>> START Document extract

# Exercise

In this exercise, we will build a small graph convolutional neural network using PyTorch. 

## Graph Convolutional neural network 

A graph convolutional neural network (GCN) is a neural network designed to work with network data. It extends traditional convolutional neural networks (CNNs) that operate on grid-like data such as images to general non-grid-like graphs. 

We will implement a popular model proposed by Kipf and Welling in ICLR 2017: 

- [Kipf, Thomas and Max Welling. "Semi-Supervised Classification with Graph Convolutional Networks." ArXiv abs/1609.02907 (2016)](https://openreview.net/pdf?id=SJU4ayYgl)


## Data

We will use the airport network as the example data.  

In [None]:
import pandas as pd
import numpy as np
from scipy import sparse

node_table = pd.read_csv(
    "https://raw.githubusercontent.com/skojaku/adv-net-sci-course/main/data/airport_network_v2/node_table.csv"
)
edge_table = pd.read_csv(
    "https://raw.githubusercontent.com/skojaku/adv-net-sci-course/main/data/airport_network_v2/edge_table.csv",
    dtype={"src": np.int32, "trg": np.int32},
)
src, trg = tuple(edge_table[["src", "trg"]].values.T)

rows, cols = src, trg
nrows, ncols = node_table.shape[0], node_table.shape[0]
A = sparse.csr_matrix(
    (np.ones_like(rows), (rows, cols)),
    shape=(nrows, ncols),
).asfptype()

# Symmterize and binarize
A = A + A.T
A.data = A.data * 0 + 1

node_labels = node_table["region"].values
node_label_ids = np.unique(node_table["region"].values, return_inverse=True)[1]
num_classes = len(np.unique(node_label_ids))

>> END Document extract
>> START Material

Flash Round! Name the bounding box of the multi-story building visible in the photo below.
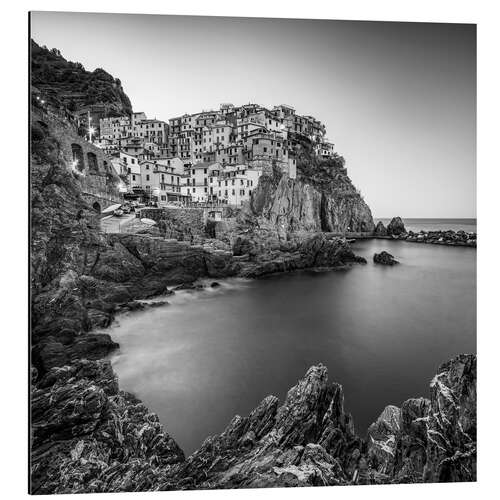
[216,165,262,206]
[99,103,334,205]
[140,160,183,205]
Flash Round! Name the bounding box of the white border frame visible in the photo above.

>> END Material

Requirements. Reproduce the stretch of the graph convolutional network exercise above from "A graph convolutional" through "the example data.".

Answer to this task.
A graph convolutional neural network (GCN) is a neural network designed to work with network data. It extends traditional convolutional neural networks (CNNs) that operate on grid-like data such as images to general non-grid-like graphs. 

We will implement a popular model proposed by Kipf and Welling in ICLR 2017: 

- [Kipf, Thomas and Max Welling. "Semi-Supervised Classification with Graph Convolutional Networks." ArXiv abs/1609.02907 (2016)](https://openreview.net/pdf?id=SJU4ayYgl)


## Data

We will use the airport network as the example data.